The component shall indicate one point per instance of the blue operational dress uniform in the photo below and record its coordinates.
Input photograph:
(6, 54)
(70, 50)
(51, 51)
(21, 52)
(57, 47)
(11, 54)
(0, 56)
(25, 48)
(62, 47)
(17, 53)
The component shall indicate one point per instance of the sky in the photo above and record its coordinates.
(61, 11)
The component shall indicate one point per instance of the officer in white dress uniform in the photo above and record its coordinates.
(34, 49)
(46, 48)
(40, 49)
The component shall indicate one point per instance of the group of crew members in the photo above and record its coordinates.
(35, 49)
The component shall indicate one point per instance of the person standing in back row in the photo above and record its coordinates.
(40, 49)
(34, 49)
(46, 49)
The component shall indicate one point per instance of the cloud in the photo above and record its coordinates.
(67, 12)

·····

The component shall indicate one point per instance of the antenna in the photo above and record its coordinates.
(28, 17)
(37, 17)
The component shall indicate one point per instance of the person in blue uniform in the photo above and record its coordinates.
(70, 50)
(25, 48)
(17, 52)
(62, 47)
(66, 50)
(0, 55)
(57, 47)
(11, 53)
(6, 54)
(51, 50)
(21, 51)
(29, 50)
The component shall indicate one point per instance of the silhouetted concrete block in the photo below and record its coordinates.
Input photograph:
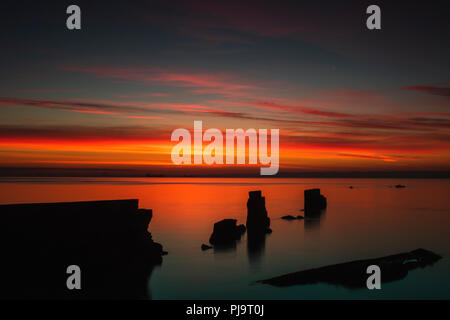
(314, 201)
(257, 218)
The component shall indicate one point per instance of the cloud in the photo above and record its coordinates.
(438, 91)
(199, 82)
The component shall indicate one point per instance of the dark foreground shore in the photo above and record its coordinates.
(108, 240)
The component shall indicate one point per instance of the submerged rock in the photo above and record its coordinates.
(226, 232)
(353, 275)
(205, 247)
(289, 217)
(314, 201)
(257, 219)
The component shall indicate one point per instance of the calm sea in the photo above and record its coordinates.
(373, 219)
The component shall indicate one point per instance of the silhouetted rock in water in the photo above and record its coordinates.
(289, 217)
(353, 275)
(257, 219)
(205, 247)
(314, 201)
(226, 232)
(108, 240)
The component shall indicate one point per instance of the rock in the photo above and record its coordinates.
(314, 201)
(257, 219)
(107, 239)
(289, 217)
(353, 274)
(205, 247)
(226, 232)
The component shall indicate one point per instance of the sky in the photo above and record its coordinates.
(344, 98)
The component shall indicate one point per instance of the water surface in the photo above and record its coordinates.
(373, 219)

·····

### [GIVEN PROBLEM]
Collect every row above that contains the word "water", and copy each of those rows in full.

### [ANSWER FOR THIS EXERCISE]
The component shall indicate one point per instance of the silhouetted rock in water in the photo above and record its coordinates.
The component shall indicate one point per instance of the water surface in the photo above and record its coordinates.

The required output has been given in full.